Given records
★ ★ ★

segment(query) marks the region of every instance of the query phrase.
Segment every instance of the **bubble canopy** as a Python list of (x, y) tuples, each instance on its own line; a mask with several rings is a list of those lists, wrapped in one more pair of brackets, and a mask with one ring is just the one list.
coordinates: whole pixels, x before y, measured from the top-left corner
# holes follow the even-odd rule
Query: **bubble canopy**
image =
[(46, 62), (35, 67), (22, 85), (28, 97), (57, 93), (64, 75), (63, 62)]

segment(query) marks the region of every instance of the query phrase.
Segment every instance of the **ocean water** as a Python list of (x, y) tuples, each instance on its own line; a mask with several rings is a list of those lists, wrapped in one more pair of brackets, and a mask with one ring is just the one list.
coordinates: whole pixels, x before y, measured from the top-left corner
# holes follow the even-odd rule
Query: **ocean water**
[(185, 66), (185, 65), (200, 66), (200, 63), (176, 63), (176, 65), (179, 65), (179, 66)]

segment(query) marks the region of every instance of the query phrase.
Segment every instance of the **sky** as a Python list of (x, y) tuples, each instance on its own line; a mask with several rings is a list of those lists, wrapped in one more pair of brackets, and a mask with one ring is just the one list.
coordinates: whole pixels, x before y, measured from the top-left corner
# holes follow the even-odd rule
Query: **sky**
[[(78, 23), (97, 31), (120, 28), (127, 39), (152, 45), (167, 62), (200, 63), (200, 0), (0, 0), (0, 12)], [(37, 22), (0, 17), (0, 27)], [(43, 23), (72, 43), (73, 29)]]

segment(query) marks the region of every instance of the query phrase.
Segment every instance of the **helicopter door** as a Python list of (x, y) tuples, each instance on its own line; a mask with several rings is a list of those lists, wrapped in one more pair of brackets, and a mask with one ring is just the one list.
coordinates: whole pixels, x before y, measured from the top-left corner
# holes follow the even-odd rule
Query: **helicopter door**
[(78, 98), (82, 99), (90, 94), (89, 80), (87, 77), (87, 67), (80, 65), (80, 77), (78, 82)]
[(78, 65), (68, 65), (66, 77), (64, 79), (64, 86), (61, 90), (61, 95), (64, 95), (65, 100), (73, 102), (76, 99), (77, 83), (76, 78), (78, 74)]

★ ★ ★

To do
Rewrite the lines from the start of the records through the line that contains "Segment every instance of the **bubble", changing "instance" to "occurrence" wherever it occurs and leaving everything else unchanged.

Exercise response
segment(query) marks the region of every occurrence of the query phrase.
Segment every occurrence of the **bubble canopy** as a Python list of (x, y) tuples, each occurrence on its own line; a mask with several rings is a list of those lists, wrapped in one more pair of brackets, and a mask with one ring is just the one list.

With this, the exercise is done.